*** RECORDS FOR THE EXERCISE

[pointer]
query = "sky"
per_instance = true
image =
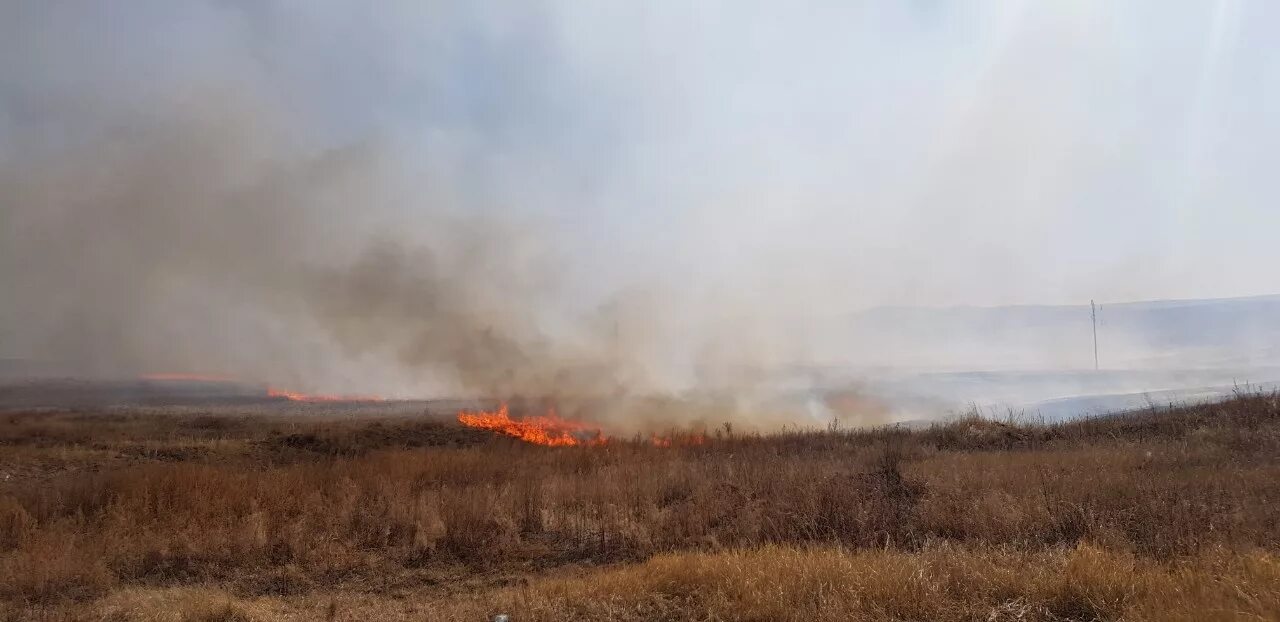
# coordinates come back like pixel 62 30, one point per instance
pixel 730 163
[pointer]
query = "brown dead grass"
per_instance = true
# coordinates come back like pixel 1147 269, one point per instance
pixel 1148 513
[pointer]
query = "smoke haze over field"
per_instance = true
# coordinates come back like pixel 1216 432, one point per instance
pixel 558 199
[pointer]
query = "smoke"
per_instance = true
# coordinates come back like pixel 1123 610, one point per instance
pixel 584 201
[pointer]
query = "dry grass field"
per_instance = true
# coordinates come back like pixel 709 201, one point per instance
pixel 1170 513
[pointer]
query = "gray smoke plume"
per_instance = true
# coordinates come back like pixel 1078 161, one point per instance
pixel 554 201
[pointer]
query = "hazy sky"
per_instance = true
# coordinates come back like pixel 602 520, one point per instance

******

WHAT IS EXPECTED: Type out the data above again exactly as written, minus the images.

RESPONSE TO THE TASK:
[pointer]
query = "sky"
per_instance = true
image =
# coordinates come back like pixel 62 30, one point per instance
pixel 730 163
[pointer]
query = "brown dead grass"
per_instance = true
# coordinates come back like pixel 1147 269, one point per instance
pixel 1148 513
[pointer]
query = "smoke haze over field"
per_instance = true
# coordinates come back like pixel 1216 432, one point per instance
pixel 558 199
[pointer]
query = "smoke"
per_instance = true
# coordinates come back like pixel 1123 610, one point per instance
pixel 584 201
[pointer]
query = "dry grass field"
per_instance = true
# coordinates come back like pixel 709 201, one point per instance
pixel 1170 513
[pointer]
query = "gray smoke plume"
per_instance = true
# coordinates come back like pixel 1078 161, one point per instance
pixel 554 201
[pointer]
query = "hazy sky"
per_instance = true
# coordinates come back like pixel 602 520, one point per instance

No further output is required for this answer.